Набор заданий →
a - Перескажите короче абзац фрагмента о культуре чести, начинающийся словами «В двух первых примерах», сохранив его основные факты.
b - Воспроизведите дословно часть фрагмента о культуре чести между словами «В двух первых» и «марта 2002 года.» включительно.

─── Фрагмент документа

В двух первых примерах очевидна связь культуры чести и нарушения моральных норм, определяющих пристойное поведение женщины в палестинском обществе, с принятием решения совершить мученическую операцию. Однако мотив, связанный с интенцией сохранения чести семьи в сознании потенциальной смертницы, может не обязательно происходить от личной вины из-за неблаговидного проступка, но быть продолжением более благородного чувства долга и жертвенности в отношении родственников. Таков случай третьей палестинской смертницы 18-летней Айат Аль-Акрас, уроженки лагеря беженцев Духейш близ Вифлеема (Бетлехем), взорвавшей себя в иерусалимском супермаркете 29 марта 2002 года.

──────
─── Собранные данные

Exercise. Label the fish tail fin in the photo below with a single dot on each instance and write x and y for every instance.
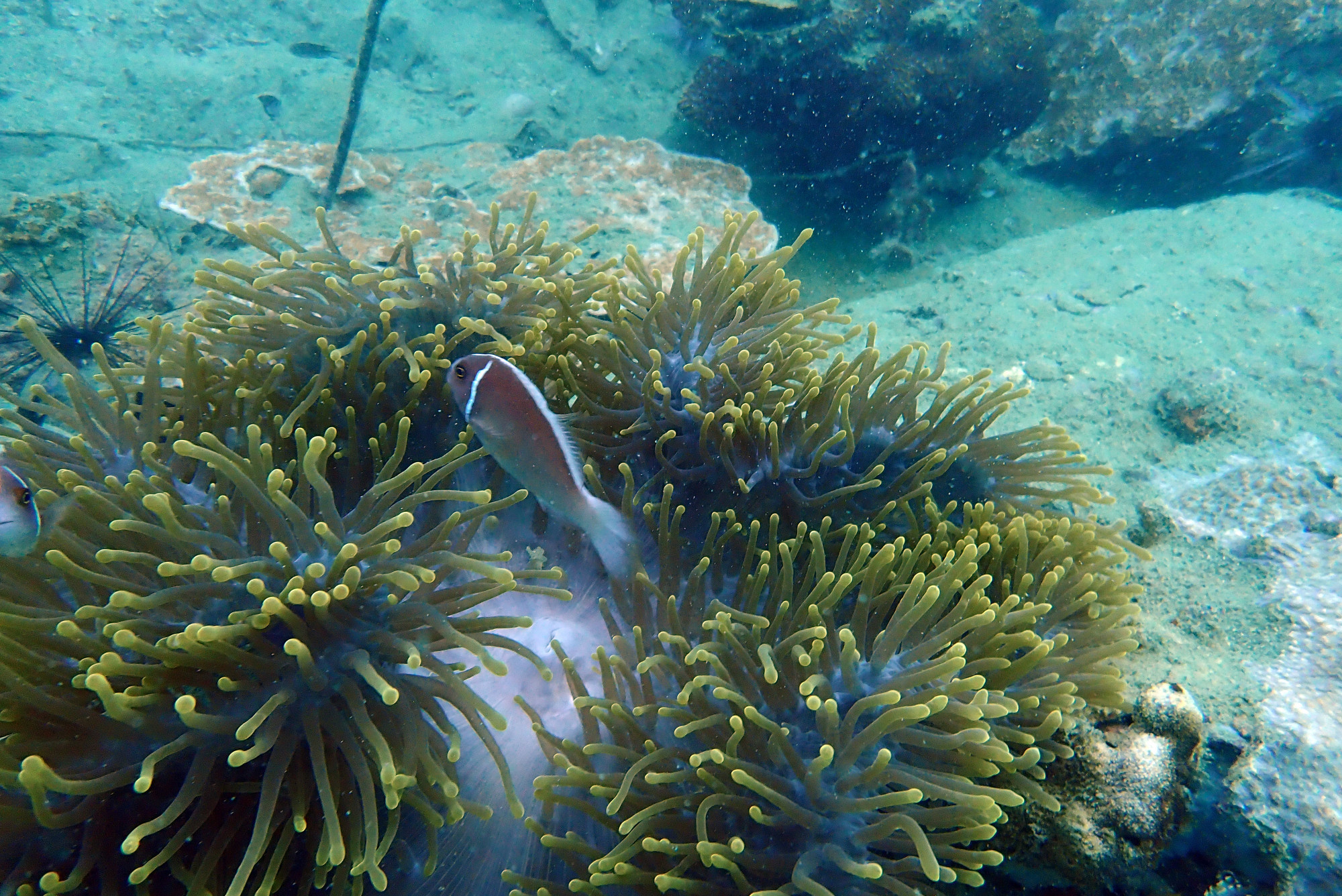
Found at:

──────

Ответы по заданиям →
a - В двух первых примерах решение совершить мученическую операцию явно связано с культурой чести и нарушением моральных норм пристойного поведения женщины в палестинском обществе. Однако стремление потенциальной смертницы сохранить честь семьи не обязательно вызвано личной виной за неблаговидный проступок. Оно может продолжать более благородное чувство долга и жертвенности по отношению к родственникам. Таков случай третьей палестинской смертницы, 18-летней Айат Аль-Акрас из лагеря беженцев Духейш близ Вифлеема. Она взорвала себя в иерусалимском супермаркете 29 марта 2002 года.

b -
В двух первых примерах очевидна связь культуры чести и нарушения моральных норм, определяющих пристойное поведение женщины в палестинском обществе, с принятием решения совершить мученическую операцию. Однако мотив, связанный с интенцией сохранения чести семьи в сознании потенциальной смертницы, может не обязательно происходить от личной вины из-за неблаговидного проступка, но быть продолжением более благородного чувства долга и жертвенности в отношении родственников. Таков случай третьей палестинской смертницы 18-летней Айат Аль-Акрас, уроженки лагеря беженцев Духейш близ Вифлеема (Бетлехем), взорвавшей себя в иерусалимском супермаркете 29 марта 2002 года.